*PROMPT A:*
In two sentences, what does the forum post on counting populated columns say?
*PROMPT B:*
In the forum post on counting populated columns, what elapsed time is recorded for the reduceByKey version?
*PROMPT C:*
Resume the forum post on counting populated columns after its final line.

*GIVEN TEXT:*
┏━━

Re: code review - counting populated columns

Posted by Tom Vacek <mi...@gmail.com>.

Patrick, you got me thinking, but I'm sticking to my opinion that
reduceByKey should be avoided if possible.  I tried some timings:

def time[T](code : => T) =  {
        val t0 = System.nanoTime : Double
        val res = code
        val t1 = System.nanoTime : Double
        println("Elapsed time " + (t1 - t0) / 1000000.0 + " msecs")
        res
}
val sparsity=.001
val rows = sc.parallelize(1 to 10000000).mapPartitionsWithIndex( (id, it)
=> {val rng = new scala.util.Random(id+42); it.map(row => (0 until
10000).filter(i => rng.nextDouble>1-sparsity).map(i => (i,1)) )}
).map(_.toArray).cache
val rowsFlat = rows.flatMap(rr => rr).cache

rows.count
rowsFlat.count

val cSums1 = time(rowsFlat.reduceByKey(_+_).collect.sortBy(_._1))
//Elapsed time 725.394917 msecs

val cSums2 = time( rows.mapPartitions(it =>
Array(it.foldLeft(Array.fill(10000)(0))((acc,nn) =>
{nn.foreach(tt=>acc(tt._1)+=1); acc})).iterator).reduce( (r1,r2) =>
r1.zip(r2).map(tt => tt._1 + tt._2)))

┗━━

*INFORMATION SHOWN:*
┏━━

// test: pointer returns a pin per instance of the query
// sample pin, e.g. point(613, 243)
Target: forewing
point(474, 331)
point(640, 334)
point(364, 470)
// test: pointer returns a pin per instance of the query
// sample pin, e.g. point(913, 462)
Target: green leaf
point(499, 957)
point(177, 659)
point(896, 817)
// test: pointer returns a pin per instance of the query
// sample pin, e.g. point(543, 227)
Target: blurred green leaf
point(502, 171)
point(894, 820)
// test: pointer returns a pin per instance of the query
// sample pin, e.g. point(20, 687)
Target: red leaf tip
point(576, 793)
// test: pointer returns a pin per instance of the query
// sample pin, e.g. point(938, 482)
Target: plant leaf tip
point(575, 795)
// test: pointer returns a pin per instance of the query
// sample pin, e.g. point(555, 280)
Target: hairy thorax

┗━━

*TASK RESPONSE A:*
Tom Vacek replies to Patrick that reduceByKey should still be avoided where possible, and backs this with timings on a sparse random dataset of ten million rows and 10,000 columns. Counting columns with reduceByKey took about 725 milliseconds, and the post then sets up an alternative that folds each partition into an array of counts and adds those arrays together elementwise.

*TASK RESPONSE B:*
725.394917 milliseconds.

*TASK RESPONSE C:*
//Elapsed time 206.962364 msecs

These are the best times over a small number of runs, but average case
showed the same behavior.
The merge reduction I had suggested was not even close, which doesn't
surprise me much on second thought.

At sparsity=.01, the times are 2447 v. 394.

Lesson 1: You would care about this in an iterative algorithm, but not in a
one-off application.
Lesson 2: Shuffle is slow in comparison, even for a small number of
elements.
Lesson 3: Spark would be even cooler with highly optimized reduce and
broadcast.



On Fri, Nov 8, 2013 at 7:01 PM, Philip Ogren <ph...@oracle.com>wrote:

> Thank you for the pointers.  I'm not sure I was able to fully understand
> either of your suggestions but here is what I came up with.  I started with
> Tom's code but I think I ended up borrowing from Patrick's suggestion too.
>  Any thoughts about my updated solution are more than welcome!  I added
> local variable types for clarify.
>
>   def countPopulatedColumns(tsv: RDD[String]) : RDD[(Int, Int)] = {
>     //split by tab and zip with index to give column value, column index
> pairs
>     val sparse : RDD[(String, Int)] = tsv.flatMap(line =>
> line.split("\t").zipWithIndex)
>     //filter out all the zero length values
>     val dense : RDD[(String, Int)] = sparse.filter(valueIndex =>
> valueIndex._1.length>0)
>     //map each column index to one and do the usual reduction
>     dense.map(valueIndex => (valueIndex._2, 1)).reduceByKey(_+_)
>   }
>
> Of course, this can be condensed to a single line but it doesn't seem as
> easy to read as the more verbose code above.  Write-once code like the
> following is why I never liked Perl....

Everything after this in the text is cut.